From the items below, pull out every line containing the word "grass" and copy each one in full. Case counts.

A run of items
§

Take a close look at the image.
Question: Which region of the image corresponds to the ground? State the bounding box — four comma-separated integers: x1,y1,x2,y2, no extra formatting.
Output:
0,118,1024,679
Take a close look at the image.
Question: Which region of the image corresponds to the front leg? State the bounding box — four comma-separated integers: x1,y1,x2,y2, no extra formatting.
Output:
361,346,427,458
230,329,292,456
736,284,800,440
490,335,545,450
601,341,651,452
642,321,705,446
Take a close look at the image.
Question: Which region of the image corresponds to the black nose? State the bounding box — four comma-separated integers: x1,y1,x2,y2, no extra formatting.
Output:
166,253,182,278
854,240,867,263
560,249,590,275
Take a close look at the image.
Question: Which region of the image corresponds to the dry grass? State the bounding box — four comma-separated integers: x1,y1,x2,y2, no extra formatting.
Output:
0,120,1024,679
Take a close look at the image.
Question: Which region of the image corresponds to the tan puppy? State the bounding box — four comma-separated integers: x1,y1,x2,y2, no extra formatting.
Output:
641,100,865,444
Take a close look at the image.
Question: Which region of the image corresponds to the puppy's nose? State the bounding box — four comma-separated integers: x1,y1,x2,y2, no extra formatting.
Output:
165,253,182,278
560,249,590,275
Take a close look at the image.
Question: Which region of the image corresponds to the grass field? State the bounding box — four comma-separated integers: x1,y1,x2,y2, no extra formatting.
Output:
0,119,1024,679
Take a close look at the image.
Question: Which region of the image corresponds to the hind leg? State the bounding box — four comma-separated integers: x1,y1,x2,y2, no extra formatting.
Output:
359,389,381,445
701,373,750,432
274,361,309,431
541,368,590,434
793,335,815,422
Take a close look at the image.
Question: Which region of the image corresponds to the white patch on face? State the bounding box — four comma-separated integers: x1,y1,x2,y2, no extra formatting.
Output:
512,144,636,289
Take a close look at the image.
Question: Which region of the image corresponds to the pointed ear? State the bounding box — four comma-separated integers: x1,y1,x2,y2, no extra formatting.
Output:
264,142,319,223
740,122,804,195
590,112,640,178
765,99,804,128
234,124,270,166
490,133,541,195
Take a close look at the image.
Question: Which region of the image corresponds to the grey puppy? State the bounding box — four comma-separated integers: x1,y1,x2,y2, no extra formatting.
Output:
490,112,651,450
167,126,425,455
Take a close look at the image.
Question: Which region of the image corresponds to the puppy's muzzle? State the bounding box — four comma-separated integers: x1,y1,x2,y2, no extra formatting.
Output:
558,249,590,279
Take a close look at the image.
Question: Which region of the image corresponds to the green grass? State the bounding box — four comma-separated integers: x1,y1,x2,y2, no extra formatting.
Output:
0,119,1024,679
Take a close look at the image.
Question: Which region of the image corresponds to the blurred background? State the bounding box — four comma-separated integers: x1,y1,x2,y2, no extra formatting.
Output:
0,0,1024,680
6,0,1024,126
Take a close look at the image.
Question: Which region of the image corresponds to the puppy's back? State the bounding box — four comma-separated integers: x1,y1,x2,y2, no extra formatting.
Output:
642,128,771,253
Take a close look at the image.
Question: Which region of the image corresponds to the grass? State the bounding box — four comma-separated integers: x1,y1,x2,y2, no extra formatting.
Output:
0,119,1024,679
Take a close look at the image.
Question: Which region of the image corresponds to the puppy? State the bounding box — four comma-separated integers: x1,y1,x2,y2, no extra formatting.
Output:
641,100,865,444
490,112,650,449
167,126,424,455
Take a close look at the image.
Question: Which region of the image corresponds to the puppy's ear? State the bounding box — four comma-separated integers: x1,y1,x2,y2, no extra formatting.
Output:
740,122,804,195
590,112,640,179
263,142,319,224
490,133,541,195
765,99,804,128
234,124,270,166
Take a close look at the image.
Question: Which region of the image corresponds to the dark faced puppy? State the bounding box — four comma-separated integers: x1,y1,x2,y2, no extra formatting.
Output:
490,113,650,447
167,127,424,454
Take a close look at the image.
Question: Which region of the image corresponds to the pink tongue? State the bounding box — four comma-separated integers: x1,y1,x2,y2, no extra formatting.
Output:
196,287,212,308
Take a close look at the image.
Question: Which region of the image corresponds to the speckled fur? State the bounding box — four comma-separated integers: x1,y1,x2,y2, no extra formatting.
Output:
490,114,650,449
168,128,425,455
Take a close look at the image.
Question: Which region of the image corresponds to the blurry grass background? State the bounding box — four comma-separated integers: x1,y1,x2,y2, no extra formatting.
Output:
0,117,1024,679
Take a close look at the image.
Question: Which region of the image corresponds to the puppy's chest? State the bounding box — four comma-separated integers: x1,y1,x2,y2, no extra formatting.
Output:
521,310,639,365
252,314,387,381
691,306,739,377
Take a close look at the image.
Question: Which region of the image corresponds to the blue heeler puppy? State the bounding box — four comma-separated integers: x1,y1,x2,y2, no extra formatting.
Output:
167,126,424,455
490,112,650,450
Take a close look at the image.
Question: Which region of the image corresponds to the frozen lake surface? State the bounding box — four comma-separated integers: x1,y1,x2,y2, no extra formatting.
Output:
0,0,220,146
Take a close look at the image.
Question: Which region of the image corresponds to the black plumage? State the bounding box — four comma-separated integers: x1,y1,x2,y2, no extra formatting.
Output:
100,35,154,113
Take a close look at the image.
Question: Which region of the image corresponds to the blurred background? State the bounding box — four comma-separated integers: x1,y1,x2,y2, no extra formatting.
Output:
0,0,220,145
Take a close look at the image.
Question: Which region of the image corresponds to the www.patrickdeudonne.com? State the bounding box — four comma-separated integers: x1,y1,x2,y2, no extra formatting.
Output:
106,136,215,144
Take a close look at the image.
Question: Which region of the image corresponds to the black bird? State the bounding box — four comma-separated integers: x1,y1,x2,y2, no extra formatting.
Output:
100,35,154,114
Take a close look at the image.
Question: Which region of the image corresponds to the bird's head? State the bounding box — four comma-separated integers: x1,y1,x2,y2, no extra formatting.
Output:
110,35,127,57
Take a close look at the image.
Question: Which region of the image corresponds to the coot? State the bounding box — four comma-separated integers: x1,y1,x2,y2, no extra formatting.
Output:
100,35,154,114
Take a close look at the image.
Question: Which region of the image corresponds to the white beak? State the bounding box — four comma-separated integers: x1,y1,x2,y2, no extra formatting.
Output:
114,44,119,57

§

### Reply:
Question: Which region of the image corresponds to the dry grass? State the bounding box — four comma-separated integers: x1,y1,x2,y2, no extra formatting.
Question: Which region of the image corresponds to the grass field? State the bounding box — four comma-separated integers: x1,y1,x2,y2, no extra formatting.
Question: Which region of the image corresponds to the green grass? State the bounding box — four comma-separated integers: x1,y1,x2,y2, no extra formatting.
Question: Which region of the image corresponds to the grass? State the bounding box — four comma-separated integers: x1,y1,x2,y2, no extra formatting.
Question: Which region of the image corresponds to the blurry grass background? State the bounding box — four comma-separated integers: x1,y1,x2,y2, no extra formatting.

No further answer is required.